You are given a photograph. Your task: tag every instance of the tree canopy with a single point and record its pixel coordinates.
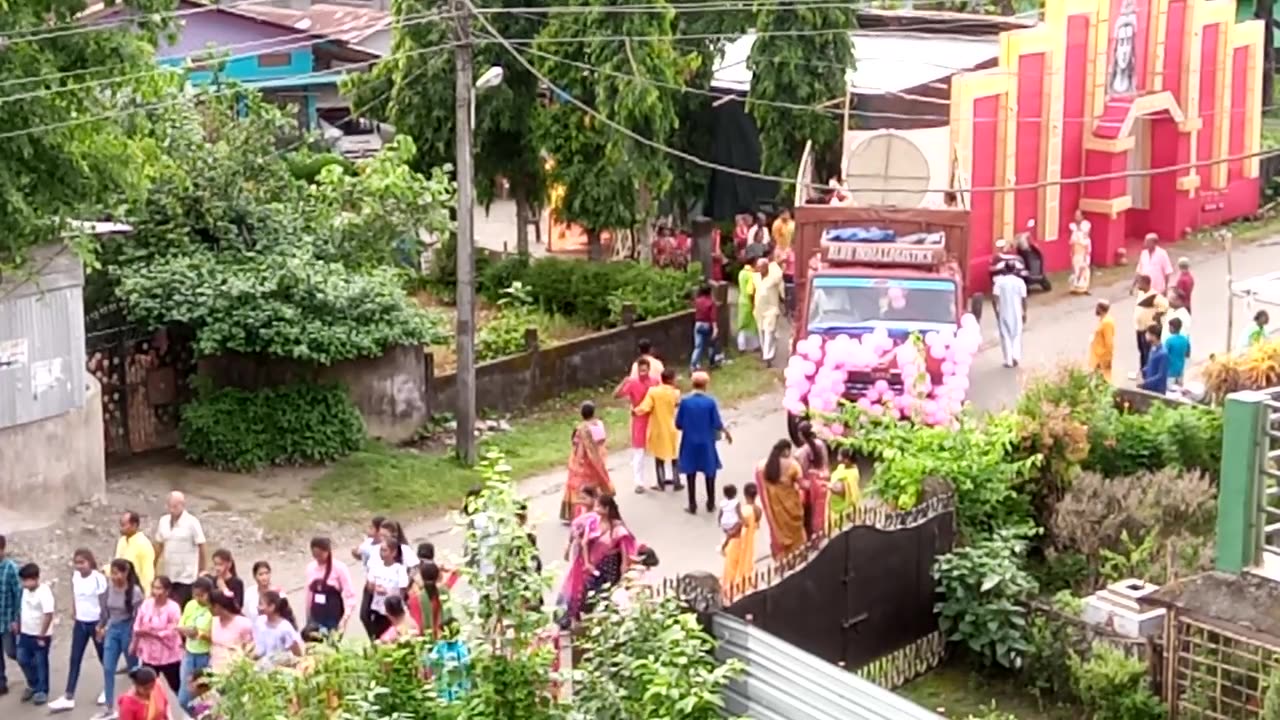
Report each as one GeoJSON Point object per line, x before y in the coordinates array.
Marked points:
{"type": "Point", "coordinates": [231, 244]}
{"type": "Point", "coordinates": [784, 71]}
{"type": "Point", "coordinates": [65, 153]}
{"type": "Point", "coordinates": [415, 91]}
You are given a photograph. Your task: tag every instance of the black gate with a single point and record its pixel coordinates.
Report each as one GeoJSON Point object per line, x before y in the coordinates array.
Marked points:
{"type": "Point", "coordinates": [865, 595]}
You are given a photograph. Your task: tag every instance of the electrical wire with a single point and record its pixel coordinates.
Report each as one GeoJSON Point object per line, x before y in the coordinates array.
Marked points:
{"type": "Point", "coordinates": [124, 112]}
{"type": "Point", "coordinates": [529, 67]}
{"type": "Point", "coordinates": [411, 21]}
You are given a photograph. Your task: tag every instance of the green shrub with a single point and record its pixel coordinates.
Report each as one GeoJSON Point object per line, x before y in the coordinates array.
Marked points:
{"type": "Point", "coordinates": [984, 589]}
{"type": "Point", "coordinates": [242, 429]}
{"type": "Point", "coordinates": [1112, 686]}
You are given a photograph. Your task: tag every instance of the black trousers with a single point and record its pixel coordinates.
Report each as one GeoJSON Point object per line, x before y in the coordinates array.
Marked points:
{"type": "Point", "coordinates": [691, 487]}
{"type": "Point", "coordinates": [1143, 351]}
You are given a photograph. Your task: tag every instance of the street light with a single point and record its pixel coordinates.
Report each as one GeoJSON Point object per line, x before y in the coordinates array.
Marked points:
{"type": "Point", "coordinates": [490, 80]}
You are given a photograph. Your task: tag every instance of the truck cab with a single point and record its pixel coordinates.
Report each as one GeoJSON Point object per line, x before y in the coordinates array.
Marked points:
{"type": "Point", "coordinates": [865, 270]}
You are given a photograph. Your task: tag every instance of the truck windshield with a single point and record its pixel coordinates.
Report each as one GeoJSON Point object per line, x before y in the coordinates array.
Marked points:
{"type": "Point", "coordinates": [844, 301]}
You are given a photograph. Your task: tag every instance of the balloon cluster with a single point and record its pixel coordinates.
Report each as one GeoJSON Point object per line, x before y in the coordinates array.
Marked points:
{"type": "Point", "coordinates": [816, 376]}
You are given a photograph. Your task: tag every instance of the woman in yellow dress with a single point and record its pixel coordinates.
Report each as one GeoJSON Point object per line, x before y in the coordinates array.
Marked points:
{"type": "Point", "coordinates": [659, 404]}
{"type": "Point", "coordinates": [740, 550]}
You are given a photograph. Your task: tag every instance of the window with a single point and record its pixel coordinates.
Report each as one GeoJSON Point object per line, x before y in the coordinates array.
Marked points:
{"type": "Point", "coordinates": [891, 164]}
{"type": "Point", "coordinates": [274, 60]}
{"type": "Point", "coordinates": [848, 302]}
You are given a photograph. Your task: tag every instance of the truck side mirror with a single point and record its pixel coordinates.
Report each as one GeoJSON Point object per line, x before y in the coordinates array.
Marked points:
{"type": "Point", "coordinates": [976, 305]}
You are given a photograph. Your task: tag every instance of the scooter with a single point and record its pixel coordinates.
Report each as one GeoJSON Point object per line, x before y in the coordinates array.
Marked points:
{"type": "Point", "coordinates": [1033, 260]}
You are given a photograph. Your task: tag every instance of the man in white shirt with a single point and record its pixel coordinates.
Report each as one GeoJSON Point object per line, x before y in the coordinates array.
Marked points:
{"type": "Point", "coordinates": [35, 627]}
{"type": "Point", "coordinates": [179, 545]}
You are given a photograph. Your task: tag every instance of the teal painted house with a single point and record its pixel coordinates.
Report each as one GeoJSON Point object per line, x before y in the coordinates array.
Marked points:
{"type": "Point", "coordinates": [296, 55]}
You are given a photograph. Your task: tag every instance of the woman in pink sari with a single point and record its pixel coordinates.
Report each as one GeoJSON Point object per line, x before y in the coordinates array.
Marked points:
{"type": "Point", "coordinates": [814, 459]}
{"type": "Point", "coordinates": [600, 554]}
{"type": "Point", "coordinates": [586, 465]}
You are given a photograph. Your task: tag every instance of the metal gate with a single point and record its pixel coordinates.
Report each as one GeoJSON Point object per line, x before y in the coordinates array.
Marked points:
{"type": "Point", "coordinates": [865, 598]}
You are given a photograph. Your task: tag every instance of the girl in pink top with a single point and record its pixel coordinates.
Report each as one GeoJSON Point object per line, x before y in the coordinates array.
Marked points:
{"type": "Point", "coordinates": [155, 633]}
{"type": "Point", "coordinates": [231, 634]}
{"type": "Point", "coordinates": [330, 597]}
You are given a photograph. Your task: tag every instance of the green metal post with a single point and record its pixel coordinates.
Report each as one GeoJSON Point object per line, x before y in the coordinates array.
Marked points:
{"type": "Point", "coordinates": [1244, 418]}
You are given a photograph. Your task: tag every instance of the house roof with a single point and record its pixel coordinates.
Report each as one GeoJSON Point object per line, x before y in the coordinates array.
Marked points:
{"type": "Point", "coordinates": [338, 22]}
{"type": "Point", "coordinates": [887, 62]}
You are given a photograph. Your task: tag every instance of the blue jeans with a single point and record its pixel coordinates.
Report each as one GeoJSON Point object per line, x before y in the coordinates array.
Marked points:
{"type": "Point", "coordinates": [33, 660]}
{"type": "Point", "coordinates": [7, 652]}
{"type": "Point", "coordinates": [82, 634]}
{"type": "Point", "coordinates": [115, 645]}
{"type": "Point", "coordinates": [190, 664]}
{"type": "Point", "coordinates": [703, 342]}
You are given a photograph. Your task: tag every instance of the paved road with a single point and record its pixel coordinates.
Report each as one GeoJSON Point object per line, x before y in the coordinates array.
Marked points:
{"type": "Point", "coordinates": [1057, 332]}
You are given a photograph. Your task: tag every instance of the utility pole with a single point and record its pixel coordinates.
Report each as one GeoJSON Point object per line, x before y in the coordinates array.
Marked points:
{"type": "Point", "coordinates": [464, 108]}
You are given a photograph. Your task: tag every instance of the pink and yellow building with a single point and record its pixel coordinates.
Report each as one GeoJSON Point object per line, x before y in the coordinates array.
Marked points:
{"type": "Point", "coordinates": [1160, 100]}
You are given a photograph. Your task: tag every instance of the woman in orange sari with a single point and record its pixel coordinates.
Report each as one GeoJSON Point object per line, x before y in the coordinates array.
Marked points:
{"type": "Point", "coordinates": [778, 481]}
{"type": "Point", "coordinates": [586, 465]}
{"type": "Point", "coordinates": [814, 460]}
{"type": "Point", "coordinates": [740, 550]}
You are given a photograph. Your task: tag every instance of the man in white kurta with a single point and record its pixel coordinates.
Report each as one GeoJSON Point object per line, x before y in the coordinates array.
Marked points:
{"type": "Point", "coordinates": [768, 306]}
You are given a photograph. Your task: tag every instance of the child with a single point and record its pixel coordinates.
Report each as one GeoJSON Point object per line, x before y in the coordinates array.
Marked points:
{"type": "Point", "coordinates": [1179, 347]}
{"type": "Point", "coordinates": [728, 518]}
{"type": "Point", "coordinates": [147, 701]}
{"type": "Point", "coordinates": [845, 486]}
{"type": "Point", "coordinates": [35, 630]}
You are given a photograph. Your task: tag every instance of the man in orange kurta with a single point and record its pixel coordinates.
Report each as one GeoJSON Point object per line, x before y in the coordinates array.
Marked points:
{"type": "Point", "coordinates": [1102, 347]}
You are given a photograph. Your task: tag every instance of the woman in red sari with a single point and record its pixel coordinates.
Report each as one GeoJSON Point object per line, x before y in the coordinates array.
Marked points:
{"type": "Point", "coordinates": [586, 465]}
{"type": "Point", "coordinates": [814, 459]}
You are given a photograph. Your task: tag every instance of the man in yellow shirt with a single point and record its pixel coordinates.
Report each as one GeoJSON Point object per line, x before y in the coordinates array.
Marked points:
{"type": "Point", "coordinates": [1102, 347]}
{"type": "Point", "coordinates": [135, 547]}
{"type": "Point", "coordinates": [784, 229]}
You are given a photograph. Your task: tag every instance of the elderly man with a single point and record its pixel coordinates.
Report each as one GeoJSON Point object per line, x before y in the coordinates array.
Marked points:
{"type": "Point", "coordinates": [767, 306]}
{"type": "Point", "coordinates": [1153, 263]}
{"type": "Point", "coordinates": [179, 547]}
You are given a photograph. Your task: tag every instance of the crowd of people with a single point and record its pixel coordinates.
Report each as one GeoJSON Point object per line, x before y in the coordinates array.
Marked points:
{"type": "Point", "coordinates": [170, 613]}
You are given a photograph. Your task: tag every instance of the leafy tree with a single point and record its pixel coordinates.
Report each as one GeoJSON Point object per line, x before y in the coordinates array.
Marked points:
{"type": "Point", "coordinates": [609, 180]}
{"type": "Point", "coordinates": [782, 72]}
{"type": "Point", "coordinates": [694, 133]}
{"type": "Point", "coordinates": [56, 162]}
{"type": "Point", "coordinates": [415, 89]}
{"type": "Point", "coordinates": [231, 244]}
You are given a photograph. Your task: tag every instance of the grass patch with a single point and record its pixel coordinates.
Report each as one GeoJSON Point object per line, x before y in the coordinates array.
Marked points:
{"type": "Point", "coordinates": [955, 691]}
{"type": "Point", "coordinates": [382, 479]}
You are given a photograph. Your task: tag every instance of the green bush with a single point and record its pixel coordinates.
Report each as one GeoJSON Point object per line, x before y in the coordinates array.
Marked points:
{"type": "Point", "coordinates": [984, 589]}
{"type": "Point", "coordinates": [242, 429]}
{"type": "Point", "coordinates": [1112, 686]}
{"type": "Point", "coordinates": [589, 294]}
{"type": "Point", "coordinates": [1187, 437]}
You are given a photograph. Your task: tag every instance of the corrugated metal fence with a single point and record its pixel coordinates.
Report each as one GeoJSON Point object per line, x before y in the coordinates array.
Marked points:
{"type": "Point", "coordinates": [785, 683]}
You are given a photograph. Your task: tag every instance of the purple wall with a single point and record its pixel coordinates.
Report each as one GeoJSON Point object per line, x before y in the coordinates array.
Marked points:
{"type": "Point", "coordinates": [223, 28]}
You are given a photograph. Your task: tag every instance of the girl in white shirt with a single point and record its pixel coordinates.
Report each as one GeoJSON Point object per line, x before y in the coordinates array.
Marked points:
{"type": "Point", "coordinates": [87, 587]}
{"type": "Point", "coordinates": [387, 577]}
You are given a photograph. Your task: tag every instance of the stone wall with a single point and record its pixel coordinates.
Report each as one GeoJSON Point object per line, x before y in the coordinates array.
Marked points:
{"type": "Point", "coordinates": [389, 391]}
{"type": "Point", "coordinates": [53, 464]}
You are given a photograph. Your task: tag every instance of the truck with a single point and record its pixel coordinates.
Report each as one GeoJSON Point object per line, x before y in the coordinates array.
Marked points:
{"type": "Point", "coordinates": [860, 269]}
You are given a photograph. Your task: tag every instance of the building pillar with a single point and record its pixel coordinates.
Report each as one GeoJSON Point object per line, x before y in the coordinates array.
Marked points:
{"type": "Point", "coordinates": [1244, 418]}
{"type": "Point", "coordinates": [1105, 201]}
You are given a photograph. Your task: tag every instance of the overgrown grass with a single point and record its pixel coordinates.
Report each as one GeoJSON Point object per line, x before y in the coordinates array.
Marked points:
{"type": "Point", "coordinates": [383, 479]}
{"type": "Point", "coordinates": [954, 691]}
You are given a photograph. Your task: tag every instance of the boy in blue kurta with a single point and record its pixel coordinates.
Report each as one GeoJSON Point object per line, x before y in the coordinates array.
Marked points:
{"type": "Point", "coordinates": [1179, 347]}
{"type": "Point", "coordinates": [700, 427]}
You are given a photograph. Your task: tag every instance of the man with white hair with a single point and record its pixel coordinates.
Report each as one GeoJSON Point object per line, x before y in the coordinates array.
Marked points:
{"type": "Point", "coordinates": [179, 548]}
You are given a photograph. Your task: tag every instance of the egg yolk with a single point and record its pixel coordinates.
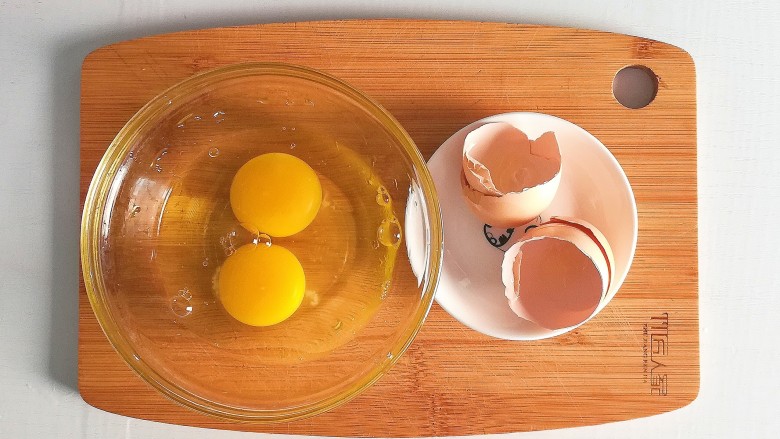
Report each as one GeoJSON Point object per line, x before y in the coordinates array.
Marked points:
{"type": "Point", "coordinates": [278, 194]}
{"type": "Point", "coordinates": [261, 285]}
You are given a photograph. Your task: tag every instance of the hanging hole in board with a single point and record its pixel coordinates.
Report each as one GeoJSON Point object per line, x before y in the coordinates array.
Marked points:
{"type": "Point", "coordinates": [635, 86]}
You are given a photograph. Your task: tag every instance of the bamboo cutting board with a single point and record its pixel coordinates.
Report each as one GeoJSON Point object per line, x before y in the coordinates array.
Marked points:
{"type": "Point", "coordinates": [638, 357]}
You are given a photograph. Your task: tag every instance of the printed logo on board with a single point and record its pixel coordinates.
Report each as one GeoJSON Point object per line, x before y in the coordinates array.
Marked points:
{"type": "Point", "coordinates": [655, 350]}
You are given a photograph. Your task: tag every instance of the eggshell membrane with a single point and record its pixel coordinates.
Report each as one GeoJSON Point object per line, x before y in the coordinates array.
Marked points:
{"type": "Point", "coordinates": [508, 179]}
{"type": "Point", "coordinates": [596, 235]}
{"type": "Point", "coordinates": [556, 274]}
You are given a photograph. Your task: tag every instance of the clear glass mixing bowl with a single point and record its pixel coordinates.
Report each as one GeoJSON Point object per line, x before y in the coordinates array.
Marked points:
{"type": "Point", "coordinates": [157, 225]}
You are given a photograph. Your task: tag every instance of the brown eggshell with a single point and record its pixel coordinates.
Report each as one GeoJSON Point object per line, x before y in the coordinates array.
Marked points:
{"type": "Point", "coordinates": [557, 274]}
{"type": "Point", "coordinates": [508, 179]}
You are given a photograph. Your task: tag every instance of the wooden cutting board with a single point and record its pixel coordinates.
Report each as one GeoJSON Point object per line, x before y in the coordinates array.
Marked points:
{"type": "Point", "coordinates": [638, 357]}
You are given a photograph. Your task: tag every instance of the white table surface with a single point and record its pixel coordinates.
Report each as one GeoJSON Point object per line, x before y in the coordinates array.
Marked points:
{"type": "Point", "coordinates": [734, 44]}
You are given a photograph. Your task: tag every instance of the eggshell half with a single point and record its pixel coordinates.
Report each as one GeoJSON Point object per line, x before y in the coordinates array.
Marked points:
{"type": "Point", "coordinates": [557, 274]}
{"type": "Point", "coordinates": [508, 179]}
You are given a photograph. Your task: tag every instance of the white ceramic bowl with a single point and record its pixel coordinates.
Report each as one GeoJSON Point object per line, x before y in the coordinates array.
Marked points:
{"type": "Point", "coordinates": [593, 188]}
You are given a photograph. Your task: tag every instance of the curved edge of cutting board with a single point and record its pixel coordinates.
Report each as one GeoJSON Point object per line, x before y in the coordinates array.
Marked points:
{"type": "Point", "coordinates": [639, 357]}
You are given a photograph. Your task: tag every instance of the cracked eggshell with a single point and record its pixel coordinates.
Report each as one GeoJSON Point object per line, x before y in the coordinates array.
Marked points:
{"type": "Point", "coordinates": [508, 179]}
{"type": "Point", "coordinates": [557, 274]}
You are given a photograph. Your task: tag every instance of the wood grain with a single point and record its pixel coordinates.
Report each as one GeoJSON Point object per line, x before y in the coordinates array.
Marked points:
{"type": "Point", "coordinates": [436, 77]}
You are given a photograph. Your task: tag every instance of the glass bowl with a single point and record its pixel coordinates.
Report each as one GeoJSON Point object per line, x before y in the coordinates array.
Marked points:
{"type": "Point", "coordinates": [157, 225]}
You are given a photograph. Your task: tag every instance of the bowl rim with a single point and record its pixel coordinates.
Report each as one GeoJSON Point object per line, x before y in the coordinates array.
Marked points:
{"type": "Point", "coordinates": [92, 220]}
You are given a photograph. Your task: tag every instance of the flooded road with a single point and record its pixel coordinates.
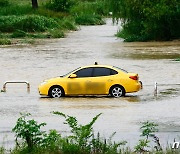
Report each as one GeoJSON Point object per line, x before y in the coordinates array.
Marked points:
{"type": "Point", "coordinates": [153, 61]}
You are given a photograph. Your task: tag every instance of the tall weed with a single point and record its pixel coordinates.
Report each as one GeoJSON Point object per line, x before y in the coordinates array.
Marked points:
{"type": "Point", "coordinates": [27, 23]}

-.-.-

» **YOUR OBJECTIVE**
Copy every line from the one containing "of the tall" through the last line of the items, tagging instructions included, and shift each point coordinate in the marked answers by -82.

» **SOLUTION**
You are given a photograph. Your task: tag every instance of the tall weed with a single point and record its pixel coordinates.
Report each as one GeoJSON Point object per line, x before y in the coordinates array.
Marked points:
{"type": "Point", "coordinates": [-55, -59]}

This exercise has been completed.